J’ai vraiment essayé de rester fidèle aux techniques qu’il utilisait et de créer quelque chose qui m’était propre. Dans ces peintures, une représentait le pont de Brooklyn et l’autre le World’s Fair Pavilion de New York, des restitutions abstraites et structures iconiques. C’est ce que Klein faisait, peindre quelque chose connu, mais dans un sens abstrait, dynamique et c’est ce que je voulais faire… mais avec de la nourriture.

La série qui a précédé Textures, Cut in Half (en 2012) a attiré l’attention des médias. Comment l’idée est-elle née ?

C’est un projet lancé par Beth — c’est parti d’un projet sur lequel elle travaillait pour un client où elle coupait un burrito dans le sens de la longueur en opposition avec la traditionnelle coupe en largeur, ce qui lui donnait une toute nouvelle perspective et révélait plus d’informations sur ce qui était à l’intérieur.

Donc nous avons rassemblé une liste des choses qui pouvaient être coupées en deux pour exposer une surprise à l’intérieur. Alors qu’on faisait la liste, j’ai commencé à me dire à quel point ce serait intéressant de prendre l’ensemble et de couper le tout en deux parties. Et c’est là que c’est devenu intéressant.

Celui qui a le mieux fonctionné était les céréales. En tant que photographe et styliste culinaire, notre travail est de créer une image de ce qui est à l’intérieur de la boite, donc c’était presque un jeu de dire « coupons le tout en deux et montrons plus ». Certains n’étaient pas appétissant, comme la soupe, mais c’est identifiable.

Chacun a eu une approche différente, par exemple le café froid a été le seul pour lequel nous avons utilisé Photoshop. Nous avons pris deux photos, une avec juste le café et une autre avec le lait et le sucre en train d’être versé dessus où nous avons capturé le brassage. Ensuite, nous l’avons posé sur l’original. Pour les captures de liquides — café, soupe, nouilles —, nous avons pris de la gélatine pour créer l’illusion. On voulait vraiment provoquer cette interrogation : « comment ont-ils fait ça ? »
____________________
**Objectifs:**
A) Résumez en deux phrases l'entretien sur la photographie culinaire.
B) D'après l'entretien sur la photographie culinaire, quelle image de Cut in Half est la seule à avoir nécessité Photoshop ?
C) Rédigez la suite de l'entretien sur la photographie culinaire, s'il vous plaît, à partir de sa dernière phrase.

[Données de pointage d'objets nommés]
____________________
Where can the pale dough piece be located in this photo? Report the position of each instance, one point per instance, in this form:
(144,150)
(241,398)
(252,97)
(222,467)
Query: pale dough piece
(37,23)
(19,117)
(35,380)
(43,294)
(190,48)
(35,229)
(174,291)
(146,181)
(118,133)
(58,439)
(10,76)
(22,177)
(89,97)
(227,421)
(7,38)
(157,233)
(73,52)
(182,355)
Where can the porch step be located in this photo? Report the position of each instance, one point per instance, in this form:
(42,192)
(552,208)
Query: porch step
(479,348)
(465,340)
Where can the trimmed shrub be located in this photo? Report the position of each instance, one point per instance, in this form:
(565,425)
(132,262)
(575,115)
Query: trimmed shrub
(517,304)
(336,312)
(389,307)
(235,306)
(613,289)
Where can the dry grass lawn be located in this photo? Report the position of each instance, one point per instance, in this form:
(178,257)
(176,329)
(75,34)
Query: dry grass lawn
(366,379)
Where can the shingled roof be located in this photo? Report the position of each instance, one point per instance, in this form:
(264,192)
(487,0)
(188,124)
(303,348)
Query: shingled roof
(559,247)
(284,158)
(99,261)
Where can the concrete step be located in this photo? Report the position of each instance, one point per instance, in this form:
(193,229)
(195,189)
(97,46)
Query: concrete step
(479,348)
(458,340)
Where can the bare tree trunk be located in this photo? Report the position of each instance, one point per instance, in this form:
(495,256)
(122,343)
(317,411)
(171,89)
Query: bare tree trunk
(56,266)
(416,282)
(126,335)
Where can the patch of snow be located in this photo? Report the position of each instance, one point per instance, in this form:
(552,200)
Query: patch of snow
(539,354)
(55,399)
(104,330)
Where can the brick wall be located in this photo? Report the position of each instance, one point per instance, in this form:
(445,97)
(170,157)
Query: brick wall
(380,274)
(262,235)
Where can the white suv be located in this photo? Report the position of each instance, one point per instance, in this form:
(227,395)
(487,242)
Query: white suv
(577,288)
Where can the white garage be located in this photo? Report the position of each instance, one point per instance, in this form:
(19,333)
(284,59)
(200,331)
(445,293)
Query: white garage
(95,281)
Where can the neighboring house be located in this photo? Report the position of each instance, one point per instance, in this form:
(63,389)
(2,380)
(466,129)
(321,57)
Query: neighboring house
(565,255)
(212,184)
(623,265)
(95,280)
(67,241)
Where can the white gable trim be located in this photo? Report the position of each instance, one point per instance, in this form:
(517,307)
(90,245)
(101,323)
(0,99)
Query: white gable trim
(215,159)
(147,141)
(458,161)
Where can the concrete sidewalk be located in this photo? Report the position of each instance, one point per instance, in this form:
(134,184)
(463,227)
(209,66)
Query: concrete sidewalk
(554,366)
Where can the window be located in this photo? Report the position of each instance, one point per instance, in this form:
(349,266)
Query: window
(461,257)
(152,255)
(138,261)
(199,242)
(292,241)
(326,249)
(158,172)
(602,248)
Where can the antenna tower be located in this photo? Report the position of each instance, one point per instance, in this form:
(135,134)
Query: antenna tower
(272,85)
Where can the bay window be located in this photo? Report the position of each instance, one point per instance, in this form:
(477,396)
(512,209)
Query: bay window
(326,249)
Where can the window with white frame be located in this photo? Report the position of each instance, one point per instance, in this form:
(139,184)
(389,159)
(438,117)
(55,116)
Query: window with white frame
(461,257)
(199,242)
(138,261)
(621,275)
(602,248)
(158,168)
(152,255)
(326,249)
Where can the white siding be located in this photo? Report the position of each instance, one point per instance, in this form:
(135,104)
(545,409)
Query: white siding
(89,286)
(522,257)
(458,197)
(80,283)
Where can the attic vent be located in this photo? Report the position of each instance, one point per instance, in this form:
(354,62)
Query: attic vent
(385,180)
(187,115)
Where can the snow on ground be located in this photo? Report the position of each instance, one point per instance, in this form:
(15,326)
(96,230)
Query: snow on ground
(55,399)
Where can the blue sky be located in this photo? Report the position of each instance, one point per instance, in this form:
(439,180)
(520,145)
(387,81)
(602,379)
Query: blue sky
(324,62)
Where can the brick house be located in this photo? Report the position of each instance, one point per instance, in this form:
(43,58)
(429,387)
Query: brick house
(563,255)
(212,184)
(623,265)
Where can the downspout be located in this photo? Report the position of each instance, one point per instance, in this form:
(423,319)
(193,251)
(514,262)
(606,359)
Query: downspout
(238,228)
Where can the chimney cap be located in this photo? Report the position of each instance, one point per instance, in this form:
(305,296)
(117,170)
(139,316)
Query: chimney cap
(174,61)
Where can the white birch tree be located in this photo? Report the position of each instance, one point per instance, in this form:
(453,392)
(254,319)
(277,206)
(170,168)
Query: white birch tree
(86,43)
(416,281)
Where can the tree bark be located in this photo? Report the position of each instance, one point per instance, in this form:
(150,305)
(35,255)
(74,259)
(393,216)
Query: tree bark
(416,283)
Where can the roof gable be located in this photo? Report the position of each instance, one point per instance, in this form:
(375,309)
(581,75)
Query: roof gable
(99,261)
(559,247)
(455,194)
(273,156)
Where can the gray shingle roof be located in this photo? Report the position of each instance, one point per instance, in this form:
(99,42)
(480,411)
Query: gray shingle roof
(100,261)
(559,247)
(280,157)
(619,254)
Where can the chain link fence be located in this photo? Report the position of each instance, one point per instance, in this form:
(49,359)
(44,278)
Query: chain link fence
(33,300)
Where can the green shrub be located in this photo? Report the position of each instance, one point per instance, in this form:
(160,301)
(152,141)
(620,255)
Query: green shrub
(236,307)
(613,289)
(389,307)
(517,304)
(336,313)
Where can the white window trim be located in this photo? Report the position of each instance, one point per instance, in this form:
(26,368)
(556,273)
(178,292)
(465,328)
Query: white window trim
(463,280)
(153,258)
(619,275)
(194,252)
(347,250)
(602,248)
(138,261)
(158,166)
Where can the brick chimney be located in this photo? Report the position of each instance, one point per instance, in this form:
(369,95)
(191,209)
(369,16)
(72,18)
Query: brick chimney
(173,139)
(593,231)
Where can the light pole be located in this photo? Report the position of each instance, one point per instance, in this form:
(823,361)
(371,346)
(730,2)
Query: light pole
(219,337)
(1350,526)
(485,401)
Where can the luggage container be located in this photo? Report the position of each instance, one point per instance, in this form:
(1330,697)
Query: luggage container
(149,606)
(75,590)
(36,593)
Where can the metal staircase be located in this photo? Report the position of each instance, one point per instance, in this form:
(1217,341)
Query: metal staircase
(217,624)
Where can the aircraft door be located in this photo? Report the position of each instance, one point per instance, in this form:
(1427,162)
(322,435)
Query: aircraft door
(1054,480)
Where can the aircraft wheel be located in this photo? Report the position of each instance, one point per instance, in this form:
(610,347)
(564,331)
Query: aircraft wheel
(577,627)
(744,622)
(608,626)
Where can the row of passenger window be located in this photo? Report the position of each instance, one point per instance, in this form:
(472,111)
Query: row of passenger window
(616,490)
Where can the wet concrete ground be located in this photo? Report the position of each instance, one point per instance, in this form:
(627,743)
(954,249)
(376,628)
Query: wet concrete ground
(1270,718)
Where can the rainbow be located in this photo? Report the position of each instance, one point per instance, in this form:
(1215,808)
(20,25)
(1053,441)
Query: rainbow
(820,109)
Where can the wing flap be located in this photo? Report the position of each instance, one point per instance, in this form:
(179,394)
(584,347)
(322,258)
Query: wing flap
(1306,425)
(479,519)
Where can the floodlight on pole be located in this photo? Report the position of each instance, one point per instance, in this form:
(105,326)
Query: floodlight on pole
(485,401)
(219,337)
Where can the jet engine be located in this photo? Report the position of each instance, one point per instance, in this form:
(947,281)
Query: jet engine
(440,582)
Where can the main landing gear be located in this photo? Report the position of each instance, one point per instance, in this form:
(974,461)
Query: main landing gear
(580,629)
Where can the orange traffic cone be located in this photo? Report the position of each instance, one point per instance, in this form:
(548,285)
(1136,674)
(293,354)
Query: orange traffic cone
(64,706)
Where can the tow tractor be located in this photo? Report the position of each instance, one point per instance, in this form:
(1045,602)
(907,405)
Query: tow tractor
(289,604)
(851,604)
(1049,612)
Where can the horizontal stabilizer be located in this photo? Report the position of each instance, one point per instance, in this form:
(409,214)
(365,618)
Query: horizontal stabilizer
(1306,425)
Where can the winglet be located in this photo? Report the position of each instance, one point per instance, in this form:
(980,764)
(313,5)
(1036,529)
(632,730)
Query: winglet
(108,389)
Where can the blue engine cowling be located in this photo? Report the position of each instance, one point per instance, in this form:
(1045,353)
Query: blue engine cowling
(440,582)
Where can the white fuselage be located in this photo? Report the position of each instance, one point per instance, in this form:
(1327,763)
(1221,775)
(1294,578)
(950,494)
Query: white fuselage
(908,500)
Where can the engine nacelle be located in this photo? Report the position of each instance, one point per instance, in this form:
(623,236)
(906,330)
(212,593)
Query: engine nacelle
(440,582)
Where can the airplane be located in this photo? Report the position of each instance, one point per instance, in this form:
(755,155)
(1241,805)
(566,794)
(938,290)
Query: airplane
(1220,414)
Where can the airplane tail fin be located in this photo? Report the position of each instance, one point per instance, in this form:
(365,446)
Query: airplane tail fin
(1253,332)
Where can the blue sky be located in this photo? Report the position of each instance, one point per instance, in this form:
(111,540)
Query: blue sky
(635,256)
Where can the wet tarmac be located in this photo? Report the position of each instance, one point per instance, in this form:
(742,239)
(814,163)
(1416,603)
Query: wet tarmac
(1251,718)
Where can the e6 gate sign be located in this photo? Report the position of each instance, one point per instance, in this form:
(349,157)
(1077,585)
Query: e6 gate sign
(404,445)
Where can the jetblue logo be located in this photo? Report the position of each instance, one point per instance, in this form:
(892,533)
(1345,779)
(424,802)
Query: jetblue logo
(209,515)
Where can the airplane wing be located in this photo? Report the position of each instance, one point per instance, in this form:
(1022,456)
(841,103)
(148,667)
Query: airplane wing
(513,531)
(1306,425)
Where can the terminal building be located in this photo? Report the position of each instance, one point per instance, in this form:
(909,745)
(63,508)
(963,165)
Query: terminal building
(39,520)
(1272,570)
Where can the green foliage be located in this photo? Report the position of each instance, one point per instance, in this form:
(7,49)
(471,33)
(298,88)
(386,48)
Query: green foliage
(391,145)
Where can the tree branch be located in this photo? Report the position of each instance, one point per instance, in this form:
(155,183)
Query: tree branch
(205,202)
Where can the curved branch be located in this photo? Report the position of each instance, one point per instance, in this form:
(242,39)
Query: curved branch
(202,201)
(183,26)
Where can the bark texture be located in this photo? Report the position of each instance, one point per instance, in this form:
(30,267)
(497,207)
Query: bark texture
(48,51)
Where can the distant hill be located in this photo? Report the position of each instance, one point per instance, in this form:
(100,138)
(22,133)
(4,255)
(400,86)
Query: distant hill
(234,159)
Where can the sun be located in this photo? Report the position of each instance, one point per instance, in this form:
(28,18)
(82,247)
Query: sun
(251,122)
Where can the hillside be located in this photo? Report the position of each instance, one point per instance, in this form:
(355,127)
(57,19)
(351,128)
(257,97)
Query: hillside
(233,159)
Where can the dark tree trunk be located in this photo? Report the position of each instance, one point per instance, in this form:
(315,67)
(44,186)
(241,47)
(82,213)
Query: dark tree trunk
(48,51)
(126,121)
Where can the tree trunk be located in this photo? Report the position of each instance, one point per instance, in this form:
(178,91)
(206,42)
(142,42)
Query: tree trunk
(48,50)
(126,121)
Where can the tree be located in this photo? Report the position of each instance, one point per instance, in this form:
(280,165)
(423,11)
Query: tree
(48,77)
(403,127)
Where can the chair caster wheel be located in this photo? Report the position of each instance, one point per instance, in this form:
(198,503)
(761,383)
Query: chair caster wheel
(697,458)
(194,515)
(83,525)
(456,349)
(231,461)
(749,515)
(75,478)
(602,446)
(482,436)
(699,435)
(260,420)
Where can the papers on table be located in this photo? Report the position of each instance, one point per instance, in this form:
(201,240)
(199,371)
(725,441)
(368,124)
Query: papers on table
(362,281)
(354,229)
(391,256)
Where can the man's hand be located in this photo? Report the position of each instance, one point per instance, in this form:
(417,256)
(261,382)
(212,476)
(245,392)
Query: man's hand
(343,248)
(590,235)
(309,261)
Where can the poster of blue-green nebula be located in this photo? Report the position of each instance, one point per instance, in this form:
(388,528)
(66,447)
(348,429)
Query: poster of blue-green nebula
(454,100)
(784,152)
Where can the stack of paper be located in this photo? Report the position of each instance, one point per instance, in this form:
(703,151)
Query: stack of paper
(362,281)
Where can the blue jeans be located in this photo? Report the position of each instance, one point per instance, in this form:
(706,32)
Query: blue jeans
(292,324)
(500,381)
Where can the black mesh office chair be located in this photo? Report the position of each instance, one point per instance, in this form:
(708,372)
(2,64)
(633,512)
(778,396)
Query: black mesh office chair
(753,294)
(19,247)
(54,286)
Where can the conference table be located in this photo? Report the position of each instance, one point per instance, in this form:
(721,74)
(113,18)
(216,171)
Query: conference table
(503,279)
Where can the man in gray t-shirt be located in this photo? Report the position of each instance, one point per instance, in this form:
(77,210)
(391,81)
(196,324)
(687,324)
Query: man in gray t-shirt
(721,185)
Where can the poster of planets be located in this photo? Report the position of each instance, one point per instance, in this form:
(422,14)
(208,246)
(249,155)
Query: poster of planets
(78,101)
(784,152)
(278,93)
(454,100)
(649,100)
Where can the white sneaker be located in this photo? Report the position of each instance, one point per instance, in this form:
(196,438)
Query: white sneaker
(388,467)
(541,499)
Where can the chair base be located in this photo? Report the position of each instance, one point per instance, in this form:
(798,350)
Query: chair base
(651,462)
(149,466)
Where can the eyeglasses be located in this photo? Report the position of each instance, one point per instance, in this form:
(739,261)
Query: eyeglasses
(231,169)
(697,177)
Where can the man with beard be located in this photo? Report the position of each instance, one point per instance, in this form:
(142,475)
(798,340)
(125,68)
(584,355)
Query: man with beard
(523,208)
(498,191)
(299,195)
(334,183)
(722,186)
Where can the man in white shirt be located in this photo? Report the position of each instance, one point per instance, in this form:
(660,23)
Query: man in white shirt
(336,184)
____________________
**Réponses:**
A) À la manière de Klein, qui peignait des sujets connus de façon abstraite et dynamique, la personne interrogée a voulu représenter des structures emblématiques comme le pont de Brooklyn, mais avec de la nourriture. La série Cut in Half (2012) est née d'un projet de Beth, qui coupait un burrito dans la longueur, et a consisté à couper en deux des choses entières pour montrer l'intérieur, avec Photoshop pour le café froid et de la gélatine pour simuler les liquides.

B) Celle du café froid.

C)
Pour être capable de réaliser cette série, j’ai dû penser la technique autant que la créativité, utiliser plusieurs formes d’artisanats, penser le matériel. J’ai pris une dinde que j’ai emmenée dans l’atelier de mon copain et je l’ai coupée en deux avec une scie, ce qui dépasse le rôle de styliste culinaire et se rapproche plus du domaine du boucher maquettiste !

Est-ce que cette série interroge la culture du fast food, comme votre série Fast Food de 2013 ?

C’est certainement un parti pris sur le moment dans lequel nous sommes, comme cette nourriture globale que tout le monde peut identifier. Il n’y a jamais eu de moment dans l’histoire où tout le monde pouvait reconnaître le soda ou le popcorn. Ce qui est plutôt triste, mais aussi intéressant, où que vous soyez, qu’elle que soit la langue que vous parlez, vous reconnaissez ces objets. Dans Fast Food, je voulais jouer avec des aliments communs (fromage, soupe à la tomate), mais créer aussi l’illusion du mouvement.

Pour Textures et Fast Food, quel genre d’équipement avez-vous utilisé pour photographier ces créations ?

Ça dépend du photographe avec lequel je travaille, mais en général c’est un stroboscopique qui capture les éclaboussures et le saupoudrage.

Côté client, vous avez travaillé avec des marques conjointes aux fast food comme Starbucks, Target, American Express, ou Häagen Dazs. Avez-vous l’impression que vos croyances artistiques sont compromises par ces collaborations ?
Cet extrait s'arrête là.